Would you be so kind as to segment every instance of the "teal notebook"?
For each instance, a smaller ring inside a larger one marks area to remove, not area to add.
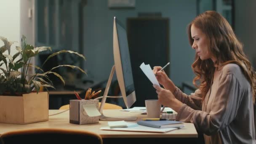
[[[141,120],[138,124],[156,128],[181,128],[185,126],[183,123],[174,120]]]

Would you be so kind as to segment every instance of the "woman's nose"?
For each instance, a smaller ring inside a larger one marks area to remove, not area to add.
[[[192,45],[192,48],[195,49],[196,47],[196,45],[195,43],[193,43],[193,45]]]

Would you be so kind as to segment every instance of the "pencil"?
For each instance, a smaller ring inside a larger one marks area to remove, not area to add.
[[[97,94],[98,94],[99,93],[101,92],[101,90],[99,91],[97,93],[93,94],[93,96],[92,96],[92,97],[93,97],[93,96],[97,95]]]
[[[166,67],[169,64],[170,64],[170,62],[169,62],[168,63],[167,63],[167,64],[165,64],[165,66],[164,66],[164,67],[163,67],[162,69],[160,69],[160,70],[159,70],[160,71],[162,71],[163,69],[165,68],[165,67]],[[157,73],[155,75],[157,75]]]
[[[86,97],[87,97],[87,95],[88,95],[88,90],[86,91],[86,93],[85,93],[85,99],[86,99]]]
[[[82,99],[81,99],[81,97],[80,97],[80,96],[79,96],[79,95],[78,94],[78,93],[77,93],[75,91],[74,91],[74,92],[75,92],[75,95],[77,97],[77,99],[78,99],[78,100],[81,100]]]
[[[95,93],[95,91],[93,91],[93,93],[91,93],[91,96],[90,96],[90,98],[91,98],[93,95],[93,94],[94,94],[94,93]]]
[[[89,99],[89,97],[91,96],[91,88],[89,88],[89,92],[88,93],[88,99]]]

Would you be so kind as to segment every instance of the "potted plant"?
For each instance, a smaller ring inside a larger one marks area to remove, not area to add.
[[[0,39],[4,43],[0,47],[0,123],[27,124],[48,120],[48,92],[40,91],[42,87],[47,91],[47,88],[54,88],[48,75],[55,75],[65,84],[62,77],[53,70],[68,67],[85,72],[79,67],[72,65],[61,65],[44,72],[40,67],[31,64],[30,60],[42,51],[51,51],[51,47],[34,48],[27,43],[26,37],[23,36],[21,47],[16,46],[17,52],[12,56],[11,45],[14,42],[2,37]],[[48,56],[43,65],[51,57],[63,53],[75,54],[85,60],[83,55],[77,52],[62,50]],[[35,68],[36,73],[28,74],[29,67]]]

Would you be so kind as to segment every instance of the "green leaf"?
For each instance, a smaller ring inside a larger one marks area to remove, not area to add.
[[[13,68],[14,70],[18,70],[18,69],[21,68],[24,65],[24,63],[22,61],[20,61],[17,63],[14,64],[14,67]]]
[[[21,74],[21,72],[19,71],[12,71],[10,72],[10,78],[16,78]]]
[[[33,67],[35,68],[36,69],[39,69],[41,71],[42,71],[42,72],[43,72],[43,69],[42,69],[40,67],[37,67],[37,66],[35,66],[32,64],[29,64],[29,67]]]
[[[4,64],[4,63],[3,63],[3,63],[2,63],[0,64],[0,67],[2,66],[2,65],[3,65],[3,64]]]
[[[24,55],[24,53],[26,53],[28,58],[30,58],[38,54],[38,51],[35,51],[35,50],[28,50],[25,51],[23,52],[23,55]]]
[[[5,69],[4,69],[2,67],[0,67],[0,69],[2,70],[2,71],[5,74],[5,76],[8,76],[8,72],[7,72],[7,71]]]
[[[17,52],[17,53],[14,54],[13,56],[13,61],[14,61],[14,59],[16,59],[18,57],[18,56],[19,56],[19,55],[21,53],[20,52]]]
[[[36,47],[34,49],[35,51],[37,51],[39,52],[50,50],[51,51],[51,47],[46,46],[41,46],[40,47]]]
[[[50,85],[44,84],[44,85],[42,85],[42,86],[43,86],[45,87],[51,87],[51,88],[54,88],[55,89],[56,89],[55,88],[54,88],[53,86],[52,86],[51,85]]]
[[[47,82],[47,81],[46,81],[45,80],[43,79],[42,78],[40,77],[37,77],[37,79],[38,79],[39,80],[40,80],[41,81],[41,82],[42,82],[42,83],[44,84],[50,84],[50,83],[49,83]]]
[[[35,86],[35,89],[37,90],[37,92],[38,93],[39,92],[39,91],[40,90],[40,87],[42,85],[41,84],[41,83],[39,81],[35,80],[32,80],[32,81],[33,82],[33,83],[34,83],[34,86]]]
[[[24,35],[22,35],[21,37],[21,48],[23,50],[25,50],[25,48],[27,45],[27,40],[26,37]]]
[[[23,54],[22,54],[22,59],[23,59],[23,61],[24,62],[27,61],[29,59],[25,53],[23,53]]]
[[[21,51],[22,51],[22,49],[21,49],[21,48],[19,46],[16,46],[16,49],[17,50],[17,51],[19,51],[19,52],[21,52]]]
[[[55,76],[57,76],[58,77],[59,77],[62,82],[62,83],[63,83],[63,84],[64,85],[65,85],[65,80],[64,80],[64,79],[63,79],[63,78],[62,77],[61,77],[61,75],[59,75],[59,74],[58,73],[57,73],[57,72],[48,72],[48,74],[53,74],[54,75],[55,75]]]
[[[8,66],[9,69],[11,69],[12,68],[13,68],[13,67],[14,67],[14,65],[12,63],[9,63]]]
[[[7,58],[7,59],[9,59],[9,60],[10,60],[10,61],[11,61],[11,62],[13,62],[13,57],[9,54],[4,54],[3,55],[3,56],[5,56],[5,57]]]
[[[47,76],[47,75],[46,75],[50,74],[53,74],[55,75],[55,76],[56,76],[58,77],[59,77],[61,80],[61,81],[62,82],[62,83],[63,83],[63,84],[64,85],[65,85],[65,80],[64,80],[64,79],[63,79],[63,78],[62,77],[61,77],[61,75],[59,75],[59,74],[58,73],[57,73],[56,72],[48,71],[48,72],[45,72],[45,73],[44,73],[43,74],[39,74],[39,73],[37,73],[37,75],[38,75],[38,76],[42,76],[45,77],[45,76]]]
[[[29,93],[31,92],[31,87],[30,85],[27,84],[24,85],[24,87],[25,88],[25,91],[27,93]]]
[[[82,69],[81,69],[80,67],[77,67],[77,66],[73,66],[72,65],[67,65],[67,64],[64,64],[64,65],[61,65],[54,67],[52,68],[50,70],[49,70],[49,71],[51,71],[52,70],[53,70],[55,69],[56,69],[57,68],[58,68],[59,67],[71,67],[72,69],[74,69],[74,68],[77,68],[78,69],[80,70],[80,71],[83,73],[84,73],[85,74],[86,74],[86,73]]]
[[[3,55],[0,56],[0,60],[3,61],[5,62],[5,64],[7,64],[7,61],[6,61],[6,58]]]
[[[78,56],[83,58],[84,60],[85,60],[85,58],[83,55],[80,54],[77,52],[74,52],[74,51],[71,51],[62,50],[62,51],[60,51],[58,52],[56,52],[55,53],[53,53],[52,54],[51,54],[51,55],[49,56],[48,56],[48,57],[47,57],[47,59],[46,59],[46,60],[45,60],[45,62],[44,62],[43,64],[43,65],[44,65],[44,64],[45,63],[45,62],[46,62],[46,61],[48,61],[48,60],[49,60],[49,59],[50,59],[50,58],[51,58],[52,57],[53,57],[56,55],[59,54],[61,53],[75,53],[75,54],[78,55]]]
[[[12,42],[9,43],[7,40],[7,38],[3,37],[0,37],[0,40],[2,40],[2,41],[3,42],[3,43],[5,44],[5,48],[8,51],[8,53],[9,54],[10,54],[10,53],[11,51],[11,45],[12,44]]]
[[[6,51],[7,49],[5,48],[5,47],[4,45],[3,45],[0,48],[0,53],[3,53],[5,52],[5,51]]]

···

• **REQUIRED WORK**
Word for word, quote the lines above. Omit the pictures.

• **COMPLETE OUTPUT**
Would you be so kind as to segment every instance of the "teal notebook"?
For each instance, a smaller ring inside a larger one marks area to remove, not area to add.
[[[141,120],[138,124],[156,128],[181,128],[185,126],[183,123],[174,120]]]

Would you be so kind as to segment every instance of the "woman's nose"?
For each instance, a smaller ring inside a larger one marks area to remove, not area to add.
[[[192,45],[192,48],[195,49],[196,47],[196,45],[195,43],[193,43],[193,45]]]

Would you be so kind as to segment every instance of the "pencil"?
For each instance, a smaller ring inside a larger one marks area to remove, not area to add.
[[[97,94],[98,94],[99,93],[101,92],[101,90],[99,91],[97,93],[93,94],[93,96],[92,96],[92,97],[93,97],[93,96],[97,95]]]
[[[166,67],[169,64],[170,64],[170,62],[169,62],[168,63],[167,63],[167,64],[165,64],[165,66],[164,66],[164,67],[163,67],[162,69],[160,69],[160,70],[159,70],[160,71],[162,71],[163,69],[165,68],[165,67]],[[157,73],[155,75],[157,75]]]
[[[86,97],[87,97],[87,95],[88,95],[88,90],[86,91],[86,93],[85,93],[85,99],[86,99]]]
[[[82,99],[81,99],[81,97],[80,97],[80,96],[79,96],[79,95],[78,94],[78,93],[77,93],[75,91],[74,91],[74,92],[75,92],[75,95],[77,97],[77,99],[78,99],[78,100],[81,100]]]
[[[95,93],[95,91],[93,91],[93,93],[91,93],[91,96],[90,96],[90,98],[91,98],[93,95],[93,94],[94,94],[94,93]]]
[[[89,99],[89,97],[91,96],[91,88],[89,88],[89,92],[88,93],[88,99]]]

Would you be so kind as to segment every instance of the "potted plant"?
For each instance, a smaller ring inside a larger one marks area to remove, not area to add.
[[[0,39],[4,43],[0,47],[0,123],[27,124],[48,120],[48,92],[40,91],[42,87],[47,91],[47,88],[54,88],[48,75],[55,75],[65,84],[62,77],[53,70],[68,67],[85,72],[79,67],[72,65],[61,65],[44,72],[40,67],[31,64],[30,60],[42,51],[51,51],[51,47],[34,48],[27,43],[26,37],[23,36],[21,47],[16,46],[17,52],[12,56],[11,45],[14,42],[2,37]],[[48,56],[43,65],[51,57],[63,53],[75,54],[85,60],[83,55],[77,52],[62,50]],[[35,68],[36,73],[28,74],[29,67]]]

Would you be so kind as to segment every instance of the "green leaf"?
For each instance, a smaller ring inside a larger one marks area to remove, not area to add.
[[[13,68],[14,70],[18,70],[18,69],[21,68],[24,65],[24,63],[22,61],[20,61],[17,63],[14,64],[14,67]]]
[[[21,74],[21,72],[19,71],[12,71],[10,72],[10,78],[16,78]]]
[[[33,67],[35,68],[36,69],[39,69],[41,71],[42,71],[42,72],[43,72],[43,69],[42,69],[40,67],[37,67],[37,66],[35,66],[32,64],[29,64],[29,67]]]
[[[4,64],[4,63],[3,63],[3,63],[2,63],[0,64],[0,67],[2,66],[2,65],[3,65],[3,64]]]
[[[24,55],[24,53],[26,53],[28,58],[30,58],[38,54],[38,51],[35,51],[35,50],[28,50],[25,51],[23,52],[23,55]]]
[[[5,69],[4,69],[2,67],[0,67],[0,69],[2,70],[2,71],[5,74],[5,76],[8,76],[8,72],[7,72],[7,71]]]
[[[17,52],[17,53],[14,54],[13,56],[13,61],[14,61],[14,59],[16,59],[18,57],[18,56],[19,56],[19,55],[21,53],[20,52]]]
[[[36,47],[34,49],[35,51],[37,51],[39,52],[50,50],[51,51],[51,47],[46,46],[41,46],[40,47]]]
[[[50,85],[44,84],[44,85],[42,85],[42,86],[43,86],[45,87],[51,87],[51,88],[54,88],[55,89],[56,89],[55,88],[54,88],[53,86],[52,86],[51,85]]]
[[[47,82],[47,81],[46,81],[45,80],[43,79],[42,78],[40,77],[37,77],[37,79],[38,79],[39,80],[40,80],[41,81],[41,82],[42,82],[42,83],[44,84],[50,84],[50,83],[49,83]]]
[[[35,86],[35,89],[37,90],[37,92],[38,93],[39,92],[39,91],[40,90],[40,87],[42,85],[41,84],[41,83],[39,81],[35,80],[32,80],[32,81],[33,82],[33,83],[34,83],[34,86]]]
[[[24,35],[22,35],[21,37],[21,48],[23,50],[25,50],[25,48],[27,45],[27,40],[26,37]]]
[[[23,54],[22,54],[22,59],[23,59],[23,61],[24,62],[27,61],[29,59],[25,53],[23,53]]]
[[[21,51],[22,51],[22,49],[21,49],[21,48],[19,46],[16,46],[16,49],[17,50],[17,51],[19,51],[19,52],[21,52]]]
[[[55,76],[57,76],[58,77],[59,77],[62,82],[62,83],[63,83],[63,84],[64,85],[65,85],[65,80],[64,80],[64,79],[63,79],[63,78],[62,77],[61,77],[61,75],[59,75],[59,74],[58,73],[57,73],[57,72],[48,72],[48,74],[53,74],[54,75],[55,75]]]
[[[8,66],[9,69],[11,69],[12,68],[13,68],[13,67],[14,67],[14,65],[12,63],[9,63]]]
[[[7,58],[7,59],[9,59],[9,60],[10,60],[10,61],[11,61],[11,62],[13,62],[13,57],[9,54],[4,54],[3,55],[3,56],[5,56],[5,57]]]
[[[47,76],[47,75],[46,75],[50,74],[53,74],[55,75],[55,76],[56,76],[58,77],[59,77],[61,80],[61,81],[62,82],[62,83],[63,83],[63,84],[64,85],[65,85],[65,80],[64,80],[64,79],[63,79],[63,78],[62,77],[61,77],[61,75],[59,75],[59,74],[58,73],[57,73],[56,72],[48,71],[48,72],[45,72],[45,73],[44,73],[43,74],[39,74],[39,73],[37,73],[37,75],[38,75],[38,76],[42,76],[45,77],[45,76]]]
[[[29,93],[31,92],[31,87],[30,85],[27,84],[24,85],[24,87],[25,88],[25,91],[27,93]]]
[[[82,69],[81,69],[80,67],[77,67],[77,66],[73,66],[72,65],[67,65],[67,64],[64,64],[64,65],[61,65],[54,67],[52,68],[50,70],[49,70],[49,71],[51,71],[52,70],[53,70],[55,69],[56,69],[57,68],[58,68],[59,67],[71,67],[72,69],[74,69],[74,68],[77,68],[78,69],[80,70],[80,71],[83,73],[84,73],[85,74],[86,74],[86,73]]]
[[[3,55],[0,56],[0,60],[3,61],[5,62],[5,64],[7,64],[7,61],[6,61],[6,58]]]
[[[78,56],[83,58],[84,60],[85,60],[85,58],[83,55],[80,54],[77,52],[74,52],[74,51],[71,51],[62,50],[62,51],[60,51],[58,52],[56,52],[55,53],[53,53],[52,54],[51,54],[51,55],[49,56],[48,56],[48,57],[47,57],[47,59],[46,59],[46,60],[45,60],[45,62],[44,62],[43,64],[43,65],[44,65],[44,64],[45,63],[45,62],[46,62],[46,61],[48,61],[48,60],[49,60],[49,59],[50,59],[50,58],[51,58],[52,57],[53,57],[56,55],[59,54],[61,53],[75,53],[75,54],[78,55]]]
[[[12,42],[9,43],[7,40],[7,38],[3,37],[0,37],[0,40],[2,40],[2,41],[3,42],[3,43],[5,44],[5,48],[8,51],[8,53],[9,54],[10,54],[10,53],[11,51],[11,45],[12,44]]]
[[[6,51],[7,49],[5,48],[5,47],[4,45],[3,45],[0,48],[0,53],[3,53],[5,52],[5,51]]]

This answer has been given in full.